Data to use:
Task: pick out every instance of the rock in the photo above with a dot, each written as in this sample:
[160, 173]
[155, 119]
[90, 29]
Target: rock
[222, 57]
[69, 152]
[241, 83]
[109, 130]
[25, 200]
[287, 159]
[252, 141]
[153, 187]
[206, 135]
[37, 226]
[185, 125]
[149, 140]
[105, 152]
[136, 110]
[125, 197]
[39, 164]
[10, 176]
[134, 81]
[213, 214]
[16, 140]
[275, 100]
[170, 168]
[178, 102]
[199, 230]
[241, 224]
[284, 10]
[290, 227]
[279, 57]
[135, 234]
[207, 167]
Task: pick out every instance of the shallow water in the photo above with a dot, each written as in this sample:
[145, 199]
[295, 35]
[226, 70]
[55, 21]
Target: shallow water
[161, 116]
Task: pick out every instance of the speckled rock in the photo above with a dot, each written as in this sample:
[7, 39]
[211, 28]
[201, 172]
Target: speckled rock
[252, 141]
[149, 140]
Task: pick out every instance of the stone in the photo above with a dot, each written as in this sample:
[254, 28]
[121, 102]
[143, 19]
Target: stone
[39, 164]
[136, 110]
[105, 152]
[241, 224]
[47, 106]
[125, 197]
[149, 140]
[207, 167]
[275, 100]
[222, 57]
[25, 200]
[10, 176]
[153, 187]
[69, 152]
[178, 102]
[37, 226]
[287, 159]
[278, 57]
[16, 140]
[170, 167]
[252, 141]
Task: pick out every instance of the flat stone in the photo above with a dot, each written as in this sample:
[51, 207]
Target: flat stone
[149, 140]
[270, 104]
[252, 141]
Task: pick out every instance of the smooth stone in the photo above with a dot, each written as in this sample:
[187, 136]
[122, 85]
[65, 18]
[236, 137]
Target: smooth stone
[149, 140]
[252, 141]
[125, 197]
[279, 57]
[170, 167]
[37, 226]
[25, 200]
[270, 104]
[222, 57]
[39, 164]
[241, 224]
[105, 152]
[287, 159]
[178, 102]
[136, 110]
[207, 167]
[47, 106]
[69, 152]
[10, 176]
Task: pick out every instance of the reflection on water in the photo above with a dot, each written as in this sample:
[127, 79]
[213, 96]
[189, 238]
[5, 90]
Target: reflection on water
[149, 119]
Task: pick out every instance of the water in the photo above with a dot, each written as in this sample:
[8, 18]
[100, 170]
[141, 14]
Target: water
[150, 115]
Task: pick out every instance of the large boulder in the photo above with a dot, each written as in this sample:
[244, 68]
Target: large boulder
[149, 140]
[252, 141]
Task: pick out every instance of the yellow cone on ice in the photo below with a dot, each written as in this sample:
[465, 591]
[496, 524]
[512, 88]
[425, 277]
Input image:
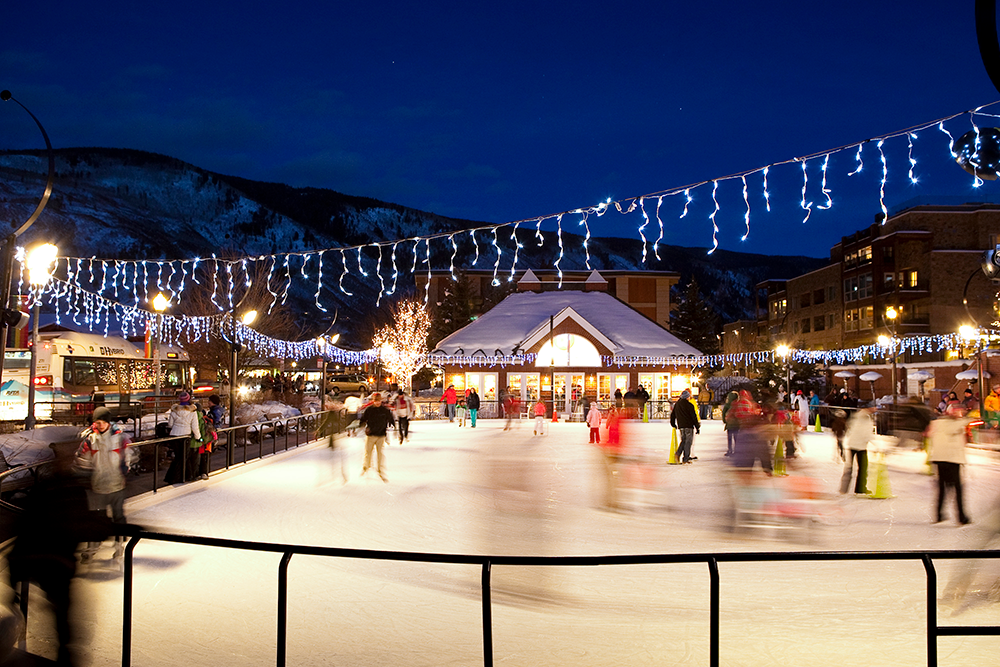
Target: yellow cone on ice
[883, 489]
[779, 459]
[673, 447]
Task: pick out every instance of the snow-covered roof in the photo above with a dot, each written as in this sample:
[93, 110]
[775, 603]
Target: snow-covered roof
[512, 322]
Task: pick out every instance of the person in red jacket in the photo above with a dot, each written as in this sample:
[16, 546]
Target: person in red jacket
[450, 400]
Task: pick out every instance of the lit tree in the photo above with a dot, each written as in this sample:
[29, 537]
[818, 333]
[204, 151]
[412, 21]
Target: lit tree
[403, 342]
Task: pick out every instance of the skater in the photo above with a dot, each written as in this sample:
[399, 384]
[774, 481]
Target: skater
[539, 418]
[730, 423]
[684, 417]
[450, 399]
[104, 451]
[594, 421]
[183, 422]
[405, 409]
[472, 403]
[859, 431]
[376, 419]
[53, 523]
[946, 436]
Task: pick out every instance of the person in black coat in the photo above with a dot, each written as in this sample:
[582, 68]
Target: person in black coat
---
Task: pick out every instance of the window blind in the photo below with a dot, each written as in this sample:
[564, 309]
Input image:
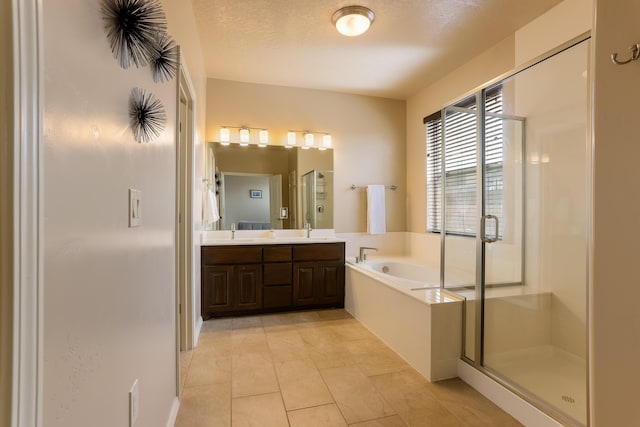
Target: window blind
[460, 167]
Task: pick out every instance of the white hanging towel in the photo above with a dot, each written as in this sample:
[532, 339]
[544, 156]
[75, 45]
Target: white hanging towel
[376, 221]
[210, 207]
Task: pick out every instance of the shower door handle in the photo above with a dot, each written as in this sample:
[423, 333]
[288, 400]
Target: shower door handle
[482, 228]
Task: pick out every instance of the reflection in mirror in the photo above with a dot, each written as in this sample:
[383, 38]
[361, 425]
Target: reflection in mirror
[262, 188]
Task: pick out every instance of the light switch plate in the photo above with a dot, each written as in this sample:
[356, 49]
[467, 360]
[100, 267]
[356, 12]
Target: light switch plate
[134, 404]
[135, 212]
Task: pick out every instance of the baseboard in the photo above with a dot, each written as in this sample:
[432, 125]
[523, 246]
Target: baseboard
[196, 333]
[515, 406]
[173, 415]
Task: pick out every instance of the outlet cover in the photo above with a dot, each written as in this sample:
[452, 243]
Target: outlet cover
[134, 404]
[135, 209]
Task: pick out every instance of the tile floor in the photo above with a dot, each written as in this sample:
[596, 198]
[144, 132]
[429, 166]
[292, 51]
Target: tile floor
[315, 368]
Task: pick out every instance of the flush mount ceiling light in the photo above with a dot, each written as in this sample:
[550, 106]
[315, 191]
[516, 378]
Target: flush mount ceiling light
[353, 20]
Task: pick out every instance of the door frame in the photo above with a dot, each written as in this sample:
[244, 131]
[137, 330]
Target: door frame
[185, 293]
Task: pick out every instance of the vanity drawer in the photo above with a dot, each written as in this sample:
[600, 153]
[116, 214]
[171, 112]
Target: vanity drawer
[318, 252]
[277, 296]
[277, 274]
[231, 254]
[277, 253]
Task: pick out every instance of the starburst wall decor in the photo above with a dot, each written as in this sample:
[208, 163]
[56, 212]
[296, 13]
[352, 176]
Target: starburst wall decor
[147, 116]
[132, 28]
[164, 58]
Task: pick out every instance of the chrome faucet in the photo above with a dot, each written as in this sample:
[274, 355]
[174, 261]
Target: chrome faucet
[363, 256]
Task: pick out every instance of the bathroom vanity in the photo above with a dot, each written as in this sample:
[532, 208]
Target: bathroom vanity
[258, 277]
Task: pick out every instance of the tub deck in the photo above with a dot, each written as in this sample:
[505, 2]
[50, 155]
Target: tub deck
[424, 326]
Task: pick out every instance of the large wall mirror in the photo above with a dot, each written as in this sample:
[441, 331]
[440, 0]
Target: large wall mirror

Given task:
Count the lines in the records above that contain the string "snow". Reply with the number alone.

Written solution:
2